### Source text
»»
Apologies for the all-Plame all-the-time posting.

Yeah, we just hate it when you do that. Cut it out, will ya? Write a nice post about cottage cheese or something.

Or jelly.

We just drove back from Midland to Kalamazoo today, so hi from Michigan. EW, we're having chicken gizzards and barley for lunch tomorrow... I'll do a post about that if you want.

on-topic content: Why would the WSJ want to delay the criminal case against Libby? Do they have a vested interest, or are they just following orders?

Following orders, I imagine.

Didn't know you were from MI, smiley. You do know about the get-together at the Corner brewery?

Though some day we should head west and do it at Bells.

Don't discount the possibility that AP and Dow are just ginning up a justification for getting juicy details on Rove, presumably the subject of much of the Cooper-related affidavit. On the other hand, Dow at least has been quite adversarial toward Fitzgerald all along, I think. I see no problem with this, though the rationale is silly and ignorant, as you suggest. Furthermore, it's unclear if they realize that we've all seen the affidavit to do with Miller; it's also unclear whether they realize that the other reporter discussed in that affidavit is not Cooper, but probably Pincus. If they did realize that, why wouldn't they go after the affidavit and subpoena and so on for Pincus?

In any case, this will not be any delay to the trial, I imagine, and I sure hope the effort to get all that stuff unsealed succeeds.

Most of emptywheel's argument is just "Fitzgerald was justified in throwing Miller in jail because Fitzgerald said so." No point arguing with that logic. I will mention that Woodward says the meeting in which Armitage mentioned Plame was in mid-June, and according to Armitage's appointment calender he met for one hour with Woodward on June 13, 2003.

Well, I admit I missed emptywheel's point that because Fitzgerald didn't yet know about Woodward (nor the supposed "bureau of the CIA" June 23 conversation between Miller and Libby) he may have believed the first leak (by a few hours) was by Libby. I would think emptywheel would be chomping at the bit to have Fitzgerald's justification for subpoenaing Miller and Cooper revealed, as they no doubt establish how reasonable his actions were (just as I hope they're revealed for the opposite reason).

Jeff

I thought about that as I posted this--that they might get something on Rove. Though if they do, it's almost certainly by accident. The most exciting thing to come out of this is, IMO, Fitz saying, "well, Libby appears to have been hiding this, and there is no other evidence on it, which suggests the WH was not responsive to subpoenas."

MJW

Congrats on catching that point--yes, when Fitz made his justification in August 2004, he didn't yet know that Rove was Cooper's source, much less about the earlier Armi conversation.

But my larger point is that half of this stuff is readily available, but the AP and WSJ are just too stupid to know it.
««
### Short problem 1
In the comment thread, on what date did Armitage's appointment calendar show a one-hour meeting with Woodward?
The comment thread and the listing have nothing to do with each other.

### Record excerpts
»»
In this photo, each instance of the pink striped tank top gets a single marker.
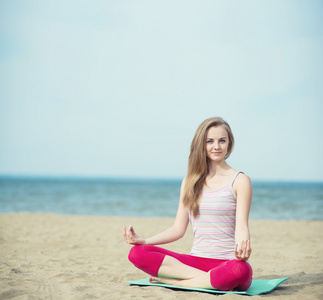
(214, 227)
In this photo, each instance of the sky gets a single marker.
(118, 88)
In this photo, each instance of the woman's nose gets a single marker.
(216, 145)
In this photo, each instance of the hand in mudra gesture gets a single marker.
(131, 237)
(243, 251)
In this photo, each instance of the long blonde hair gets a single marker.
(198, 166)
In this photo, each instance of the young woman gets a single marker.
(216, 200)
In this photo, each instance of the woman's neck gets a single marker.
(218, 169)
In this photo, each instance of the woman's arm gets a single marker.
(243, 189)
(172, 234)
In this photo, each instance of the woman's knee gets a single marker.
(135, 254)
(233, 274)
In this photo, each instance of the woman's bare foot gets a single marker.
(171, 281)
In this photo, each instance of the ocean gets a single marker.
(148, 198)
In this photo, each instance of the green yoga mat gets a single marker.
(257, 287)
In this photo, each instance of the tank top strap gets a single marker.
(234, 178)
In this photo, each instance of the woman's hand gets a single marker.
(131, 237)
(243, 251)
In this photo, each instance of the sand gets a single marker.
(50, 256)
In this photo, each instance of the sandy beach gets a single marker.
(50, 256)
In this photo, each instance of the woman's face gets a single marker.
(217, 142)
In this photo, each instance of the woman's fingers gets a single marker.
(242, 251)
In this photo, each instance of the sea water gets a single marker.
(148, 198)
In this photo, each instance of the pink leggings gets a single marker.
(225, 274)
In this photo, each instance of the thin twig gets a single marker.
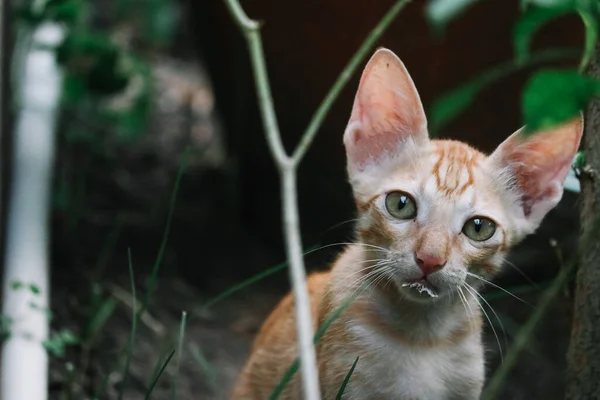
(356, 60)
(287, 167)
(523, 337)
(251, 31)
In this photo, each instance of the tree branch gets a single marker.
(357, 59)
(525, 334)
(287, 167)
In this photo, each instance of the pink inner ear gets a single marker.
(541, 160)
(387, 110)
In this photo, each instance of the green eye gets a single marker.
(401, 205)
(479, 228)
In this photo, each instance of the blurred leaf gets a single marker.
(57, 343)
(440, 12)
(73, 90)
(161, 19)
(95, 60)
(44, 310)
(451, 104)
(544, 3)
(34, 289)
(554, 96)
(532, 21)
(592, 28)
(67, 11)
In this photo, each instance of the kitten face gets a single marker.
(443, 215)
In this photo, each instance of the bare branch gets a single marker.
(356, 60)
(251, 31)
(287, 167)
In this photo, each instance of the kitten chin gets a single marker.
(436, 219)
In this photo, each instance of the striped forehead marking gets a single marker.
(454, 167)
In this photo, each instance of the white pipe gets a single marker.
(24, 363)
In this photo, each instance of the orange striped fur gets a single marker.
(415, 323)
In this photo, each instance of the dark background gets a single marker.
(227, 226)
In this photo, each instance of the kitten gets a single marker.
(435, 218)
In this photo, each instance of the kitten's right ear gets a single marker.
(387, 113)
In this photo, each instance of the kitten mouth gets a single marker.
(422, 286)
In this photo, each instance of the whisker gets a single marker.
(498, 287)
(379, 263)
(474, 293)
(340, 224)
(345, 244)
(523, 274)
(463, 299)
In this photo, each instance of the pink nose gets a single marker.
(428, 263)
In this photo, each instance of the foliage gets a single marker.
(563, 92)
(551, 96)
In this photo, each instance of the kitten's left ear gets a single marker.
(386, 116)
(533, 168)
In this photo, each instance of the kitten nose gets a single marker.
(428, 263)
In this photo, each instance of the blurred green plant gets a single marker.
(551, 96)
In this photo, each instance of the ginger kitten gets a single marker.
(435, 218)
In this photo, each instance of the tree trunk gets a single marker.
(583, 369)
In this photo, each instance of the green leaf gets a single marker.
(33, 288)
(453, 103)
(440, 12)
(532, 21)
(592, 27)
(57, 343)
(554, 96)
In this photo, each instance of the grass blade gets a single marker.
««
### Short problem 2
Extract every line of the listing above that contains the string "branch". Matching is case-sensitive.

### Exercise response 1
June 13, 2003.

### Exercise response 2
In this photo, each instance of the tree branch gets a single marker.
In this photo, each instance of the bare branch gets a single marker.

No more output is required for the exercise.